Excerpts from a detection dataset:
-=-=-=-=-

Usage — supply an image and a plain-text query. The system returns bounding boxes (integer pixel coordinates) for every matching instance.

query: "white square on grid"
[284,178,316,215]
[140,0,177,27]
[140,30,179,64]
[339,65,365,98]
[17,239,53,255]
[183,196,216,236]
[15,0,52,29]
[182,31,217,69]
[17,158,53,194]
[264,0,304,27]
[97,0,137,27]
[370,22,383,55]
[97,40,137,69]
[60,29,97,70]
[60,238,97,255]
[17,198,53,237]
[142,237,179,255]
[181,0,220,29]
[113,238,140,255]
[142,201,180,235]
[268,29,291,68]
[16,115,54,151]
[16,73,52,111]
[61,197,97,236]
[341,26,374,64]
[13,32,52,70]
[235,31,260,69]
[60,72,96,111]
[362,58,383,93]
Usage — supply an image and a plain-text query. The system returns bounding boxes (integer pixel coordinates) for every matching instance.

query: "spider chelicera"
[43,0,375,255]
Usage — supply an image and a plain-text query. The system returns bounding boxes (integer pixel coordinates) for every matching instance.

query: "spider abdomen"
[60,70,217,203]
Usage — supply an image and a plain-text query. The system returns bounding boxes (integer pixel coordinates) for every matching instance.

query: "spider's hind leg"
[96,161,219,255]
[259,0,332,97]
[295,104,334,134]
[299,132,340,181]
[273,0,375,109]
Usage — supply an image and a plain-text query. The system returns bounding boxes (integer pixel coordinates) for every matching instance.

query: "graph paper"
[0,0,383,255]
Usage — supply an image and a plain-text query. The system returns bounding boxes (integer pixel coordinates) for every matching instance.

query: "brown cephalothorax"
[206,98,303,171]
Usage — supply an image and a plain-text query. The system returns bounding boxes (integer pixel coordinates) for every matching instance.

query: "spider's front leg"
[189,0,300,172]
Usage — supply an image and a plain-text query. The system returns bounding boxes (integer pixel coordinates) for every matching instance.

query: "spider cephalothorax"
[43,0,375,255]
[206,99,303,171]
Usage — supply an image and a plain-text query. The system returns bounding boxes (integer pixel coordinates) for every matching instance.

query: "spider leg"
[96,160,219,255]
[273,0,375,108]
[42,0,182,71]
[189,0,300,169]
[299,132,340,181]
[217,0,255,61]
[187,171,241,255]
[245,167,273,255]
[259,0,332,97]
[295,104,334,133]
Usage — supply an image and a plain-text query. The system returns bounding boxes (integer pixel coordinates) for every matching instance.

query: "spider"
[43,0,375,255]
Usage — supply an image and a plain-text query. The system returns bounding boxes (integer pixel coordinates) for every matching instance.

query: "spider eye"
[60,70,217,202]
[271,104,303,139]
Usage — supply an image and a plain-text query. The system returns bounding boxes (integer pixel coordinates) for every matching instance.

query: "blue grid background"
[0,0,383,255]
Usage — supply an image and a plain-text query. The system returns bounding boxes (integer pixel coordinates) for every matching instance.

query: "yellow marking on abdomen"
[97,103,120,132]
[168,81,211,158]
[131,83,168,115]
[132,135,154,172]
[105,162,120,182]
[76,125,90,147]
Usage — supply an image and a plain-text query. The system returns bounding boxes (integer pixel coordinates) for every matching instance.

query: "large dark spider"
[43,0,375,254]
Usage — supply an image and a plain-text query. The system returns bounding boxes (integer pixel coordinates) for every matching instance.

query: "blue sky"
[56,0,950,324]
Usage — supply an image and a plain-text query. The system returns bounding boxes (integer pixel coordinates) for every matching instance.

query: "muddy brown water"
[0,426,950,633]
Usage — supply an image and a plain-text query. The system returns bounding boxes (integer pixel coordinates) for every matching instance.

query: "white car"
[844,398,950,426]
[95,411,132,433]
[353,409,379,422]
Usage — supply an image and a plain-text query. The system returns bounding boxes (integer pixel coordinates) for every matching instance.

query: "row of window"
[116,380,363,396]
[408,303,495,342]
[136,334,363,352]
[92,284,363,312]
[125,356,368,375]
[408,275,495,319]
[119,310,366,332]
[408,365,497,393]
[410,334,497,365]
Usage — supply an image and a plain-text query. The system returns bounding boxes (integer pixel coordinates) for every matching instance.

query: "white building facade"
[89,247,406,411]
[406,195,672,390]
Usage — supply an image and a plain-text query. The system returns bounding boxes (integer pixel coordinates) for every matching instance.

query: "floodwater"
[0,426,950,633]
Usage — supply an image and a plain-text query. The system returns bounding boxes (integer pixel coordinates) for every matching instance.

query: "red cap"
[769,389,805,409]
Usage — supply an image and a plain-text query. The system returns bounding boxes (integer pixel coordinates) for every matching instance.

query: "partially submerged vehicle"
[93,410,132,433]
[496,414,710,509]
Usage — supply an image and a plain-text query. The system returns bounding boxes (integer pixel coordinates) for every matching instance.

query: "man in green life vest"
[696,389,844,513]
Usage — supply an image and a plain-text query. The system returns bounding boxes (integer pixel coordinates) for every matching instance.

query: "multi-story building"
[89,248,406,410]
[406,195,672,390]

-=-=-=-=-

# [WHAT YOU HAVE TO DO]
How many lines of the material above contain the word "blue"? Case counts, so match capital and small letters exactly, and reply with the number alone.

# [OUTPUT BELOW]
2